Objective - Return each of the lines below word for word, with nothing changed.

Rows of box annotation data
+--

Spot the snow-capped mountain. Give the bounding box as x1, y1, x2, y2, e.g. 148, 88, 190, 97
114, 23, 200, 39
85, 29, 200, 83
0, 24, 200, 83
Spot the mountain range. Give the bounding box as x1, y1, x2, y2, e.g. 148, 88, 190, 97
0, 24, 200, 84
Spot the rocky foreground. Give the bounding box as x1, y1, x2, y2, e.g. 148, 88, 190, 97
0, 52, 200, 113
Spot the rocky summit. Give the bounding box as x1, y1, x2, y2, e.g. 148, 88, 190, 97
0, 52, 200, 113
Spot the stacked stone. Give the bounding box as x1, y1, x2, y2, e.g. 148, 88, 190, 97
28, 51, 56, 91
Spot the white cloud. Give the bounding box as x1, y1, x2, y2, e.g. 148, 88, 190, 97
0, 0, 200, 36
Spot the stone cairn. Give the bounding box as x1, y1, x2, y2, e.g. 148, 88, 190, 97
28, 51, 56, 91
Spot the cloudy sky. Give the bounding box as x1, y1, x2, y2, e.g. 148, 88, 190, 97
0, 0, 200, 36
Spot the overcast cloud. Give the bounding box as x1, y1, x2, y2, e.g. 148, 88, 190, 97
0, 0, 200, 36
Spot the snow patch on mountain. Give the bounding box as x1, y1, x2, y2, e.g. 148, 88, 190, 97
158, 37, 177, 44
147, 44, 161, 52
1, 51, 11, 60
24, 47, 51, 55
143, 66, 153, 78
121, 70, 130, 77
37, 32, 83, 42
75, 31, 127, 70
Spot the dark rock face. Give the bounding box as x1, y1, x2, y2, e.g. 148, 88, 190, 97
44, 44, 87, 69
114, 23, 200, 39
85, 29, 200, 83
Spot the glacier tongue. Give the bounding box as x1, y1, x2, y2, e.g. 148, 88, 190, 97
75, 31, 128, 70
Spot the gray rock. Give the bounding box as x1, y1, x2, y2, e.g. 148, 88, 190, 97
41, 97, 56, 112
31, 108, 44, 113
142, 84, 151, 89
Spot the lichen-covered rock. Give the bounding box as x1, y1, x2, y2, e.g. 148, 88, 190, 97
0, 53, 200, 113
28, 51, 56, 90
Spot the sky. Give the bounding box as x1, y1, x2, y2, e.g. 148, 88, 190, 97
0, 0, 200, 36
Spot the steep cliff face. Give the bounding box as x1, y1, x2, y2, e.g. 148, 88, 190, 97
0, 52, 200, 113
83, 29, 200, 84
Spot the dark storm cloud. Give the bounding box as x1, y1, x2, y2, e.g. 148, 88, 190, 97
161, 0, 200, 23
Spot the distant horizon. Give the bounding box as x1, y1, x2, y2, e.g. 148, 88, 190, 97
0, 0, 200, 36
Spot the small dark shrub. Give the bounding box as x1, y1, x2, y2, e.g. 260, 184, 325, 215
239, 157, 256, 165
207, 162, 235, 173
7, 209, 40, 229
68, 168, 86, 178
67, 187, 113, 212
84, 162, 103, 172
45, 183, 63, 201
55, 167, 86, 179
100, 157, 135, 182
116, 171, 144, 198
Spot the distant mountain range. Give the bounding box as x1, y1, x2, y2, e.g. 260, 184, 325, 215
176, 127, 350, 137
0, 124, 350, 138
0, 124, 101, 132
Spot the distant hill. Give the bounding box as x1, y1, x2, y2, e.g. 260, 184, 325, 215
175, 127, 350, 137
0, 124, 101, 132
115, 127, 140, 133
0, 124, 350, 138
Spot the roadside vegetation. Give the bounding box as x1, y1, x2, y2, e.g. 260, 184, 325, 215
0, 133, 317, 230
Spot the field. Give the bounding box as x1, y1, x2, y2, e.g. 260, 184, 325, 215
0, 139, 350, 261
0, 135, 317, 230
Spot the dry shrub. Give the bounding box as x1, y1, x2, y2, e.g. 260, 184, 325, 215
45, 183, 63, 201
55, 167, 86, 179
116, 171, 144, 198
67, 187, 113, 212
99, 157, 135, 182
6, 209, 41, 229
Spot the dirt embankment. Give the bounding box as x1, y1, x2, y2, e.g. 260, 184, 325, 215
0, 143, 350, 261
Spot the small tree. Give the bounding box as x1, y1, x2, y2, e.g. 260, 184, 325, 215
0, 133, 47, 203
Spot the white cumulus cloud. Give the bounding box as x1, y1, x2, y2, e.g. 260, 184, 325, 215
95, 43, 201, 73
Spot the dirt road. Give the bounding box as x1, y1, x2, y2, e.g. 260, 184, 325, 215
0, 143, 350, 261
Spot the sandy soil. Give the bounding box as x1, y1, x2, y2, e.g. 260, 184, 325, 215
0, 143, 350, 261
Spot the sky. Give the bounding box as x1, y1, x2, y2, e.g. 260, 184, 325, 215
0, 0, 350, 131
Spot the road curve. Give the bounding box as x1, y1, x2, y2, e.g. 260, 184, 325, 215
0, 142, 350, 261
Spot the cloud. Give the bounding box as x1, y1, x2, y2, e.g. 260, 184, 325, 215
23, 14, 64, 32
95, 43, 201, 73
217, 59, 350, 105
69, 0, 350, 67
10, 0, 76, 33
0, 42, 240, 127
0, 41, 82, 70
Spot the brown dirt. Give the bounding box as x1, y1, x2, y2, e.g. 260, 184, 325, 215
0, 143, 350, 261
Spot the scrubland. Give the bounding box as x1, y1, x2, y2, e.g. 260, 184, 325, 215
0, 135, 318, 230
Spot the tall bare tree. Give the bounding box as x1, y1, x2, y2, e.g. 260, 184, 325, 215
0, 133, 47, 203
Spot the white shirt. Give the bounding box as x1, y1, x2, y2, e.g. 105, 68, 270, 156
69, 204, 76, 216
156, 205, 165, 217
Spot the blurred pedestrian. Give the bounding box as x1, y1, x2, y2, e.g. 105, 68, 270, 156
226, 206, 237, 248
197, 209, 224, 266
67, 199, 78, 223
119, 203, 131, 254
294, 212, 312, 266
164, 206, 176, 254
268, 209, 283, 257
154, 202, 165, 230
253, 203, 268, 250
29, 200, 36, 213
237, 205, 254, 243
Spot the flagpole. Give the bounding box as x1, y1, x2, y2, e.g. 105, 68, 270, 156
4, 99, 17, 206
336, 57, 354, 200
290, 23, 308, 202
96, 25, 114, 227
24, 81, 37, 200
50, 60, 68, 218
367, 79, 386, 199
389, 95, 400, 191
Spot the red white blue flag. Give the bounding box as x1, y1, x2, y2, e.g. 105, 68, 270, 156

+--

Response -
Spot the snow-capped mountain. Give the bounding box as x1, y1, x2, y2, e.g. 148, 88, 190, 97
114, 23, 200, 39
85, 29, 200, 83
0, 24, 200, 83
Spot the mountain range. Give the bounding box as x1, y1, x2, y2, e.g. 148, 88, 190, 97
0, 24, 200, 84
Spot the rocky foreground. Give the bounding box as x1, y1, x2, y2, e.g. 148, 88, 190, 97
0, 52, 200, 113
Spot the rocky summit. Give the bounding box as x1, y1, x2, y2, e.g. 148, 88, 190, 97
0, 52, 200, 113
Spot the stacked stone. Give the bounding box as x1, y1, x2, y2, e.g. 148, 88, 190, 97
28, 51, 56, 91
Spot the white cloud. Give the bounding box as x1, y1, x2, y2, e.g. 148, 88, 190, 97
0, 0, 200, 36
Spot the stone cairn. Give the bounding box as x1, y1, x2, y2, e.g. 148, 88, 190, 97
28, 51, 56, 91
Spot the cloudy sky. Give the bounding box as x1, y1, x2, y2, e.g. 148, 88, 190, 97
0, 0, 200, 36
Spot the overcast cloud. Give the bounding box as x1, y1, x2, y2, e.g. 148, 88, 190, 97
0, 0, 200, 36
Spot the snow patch on mountain. Give the bounding box as x1, y1, x2, y2, e.g. 148, 88, 190, 97
158, 37, 177, 44
147, 44, 161, 52
1, 51, 11, 60
24, 47, 51, 55
143, 66, 153, 78
121, 70, 130, 77
37, 32, 83, 42
75, 31, 127, 70
Spot the dark rock face. Give the bounding box as x1, y1, x2, y2, e.g. 148, 88, 190, 97
44, 44, 87, 69
114, 23, 200, 39
85, 29, 200, 83
Spot the glacier tongue. Give the bounding box as x1, y1, x2, y2, e.g. 148, 88, 190, 97
75, 31, 128, 70
Spot the gray rock. Give the bounding box as x1, y1, x2, y2, e.g. 148, 88, 190, 97
41, 97, 56, 112
31, 108, 44, 113
142, 84, 151, 89
Spot the lichen-covered rock. Give the bounding box as x1, y1, x2, y2, e.g. 148, 88, 190, 97
0, 53, 200, 113
28, 51, 56, 90
Spot the sky. Give the bounding box as x1, y1, x2, y2, e.g. 148, 88, 190, 97
0, 0, 200, 36
Spot the steep cliff face. Give the bounding box as x1, y1, x2, y2, e.g. 148, 88, 190, 97
0, 52, 200, 113
83, 29, 200, 84
Spot the dark storm cloud. Give the bounding box as x1, y1, x2, y2, e.g. 148, 88, 190, 97
161, 0, 200, 23
Spot the distant horizon. Give the bounding box as x1, y1, x2, y2, e.g. 148, 88, 190, 97
0, 0, 200, 36
Spot the small dark shrub. Give the bounding box as x1, y1, x2, y2, e.g. 260, 184, 325, 215
239, 157, 256, 165
207, 162, 235, 173
7, 209, 40, 229
68, 168, 86, 178
67, 187, 113, 212
84, 162, 103, 172
45, 183, 63, 201
55, 167, 86, 179
100, 157, 135, 182
116, 171, 144, 198
Spot the distant mountain range. Give the bounding box as x1, y1, x2, y2, e.g. 260, 184, 325, 215
176, 127, 350, 137
0, 124, 350, 138
0, 124, 101, 132
Spot the distant hill. Give the bounding box as x1, y1, x2, y2, e.g. 260, 184, 325, 215
175, 127, 350, 137
0, 124, 101, 132
115, 127, 140, 133
0, 124, 350, 138
Spot the roadside vegetation. Give the bounding box as x1, y1, x2, y2, e.g. 260, 184, 325, 215
0, 133, 317, 230
Spot the field. Give the bounding box as x1, y1, x2, y2, e.g. 260, 184, 325, 215
0, 139, 350, 261
0, 135, 317, 230
Spot the dry shrub. Give the bounding box as x1, y1, x2, y2, e.g. 260, 184, 325, 215
45, 183, 63, 201
55, 167, 86, 179
116, 171, 144, 198
67, 187, 113, 212
99, 157, 135, 182
6, 209, 41, 229
Spot the dirt embankment. Give the bounding box as x1, y1, x2, y2, e.g. 260, 184, 325, 215
0, 143, 350, 261
Spot the small tree. Give the bounding box as x1, y1, x2, y2, e.g. 260, 184, 325, 215
0, 133, 47, 203
Spot the white cumulus cloud. Give the bounding box as x1, y1, x2, y2, e.g. 260, 184, 325, 215
95, 43, 201, 73
Spot the dirt road. Give the bounding box as x1, y1, x2, y2, e.g. 260, 184, 325, 215
0, 143, 350, 261
Spot the sandy soil. Give the bounding box as x1, y1, x2, y2, e.g. 260, 184, 325, 215
0, 143, 350, 261
Spot the sky. Give the bounding box as x1, y1, x2, y2, e.g. 260, 184, 325, 215
0, 0, 350, 131
Spot the road curve. Give the bounding box as x1, y1, x2, y2, e.g. 260, 184, 325, 215
0, 142, 350, 261
Spot the cloud. Give the bounding box as x1, y1, x2, y2, e.g. 260, 184, 325, 215
23, 14, 64, 32
95, 43, 201, 73
217, 59, 350, 105
69, 0, 350, 67
10, 0, 76, 33
0, 42, 240, 127
0, 41, 82, 70
Spot the brown dirt. Give the bounding box as x1, y1, x2, y2, e.g. 260, 184, 325, 215
0, 143, 350, 261
Spot the scrubland. Give the bounding box as x1, y1, x2, y2, e.g. 260, 184, 325, 215
0, 135, 318, 230
Spot the tall bare tree. Give the bounding box as x1, y1, x2, y2, e.g. 260, 184, 325, 215
0, 133, 47, 203
Spot the white shirt. Give the bounding box as x1, y1, x2, y2, e.g. 105, 68, 270, 156
69, 204, 76, 216
156, 205, 165, 217
Spot the blurred pedestrian. Give the bounding box as x1, y1, x2, y2, e.g. 105, 68, 270, 156
226, 206, 237, 248
197, 209, 224, 266
67, 199, 78, 223
119, 203, 131, 254
294, 212, 312, 266
164, 206, 176, 254
268, 209, 283, 257
154, 202, 165, 230
253, 203, 268, 250
29, 200, 36, 213
237, 205, 254, 243
Spot the flagpole. Give the bounding box as x1, y1, x2, y2, e.g. 105, 68, 270, 156
4, 99, 17, 206
336, 57, 354, 200
290, 23, 308, 202
96, 25, 114, 227
24, 81, 37, 200
50, 60, 68, 218
367, 79, 386, 199
389, 95, 400, 191
Spot the red white blue flag. Give the bounding box as x1, y1, x2, y2, e.g. 105, 68, 270, 156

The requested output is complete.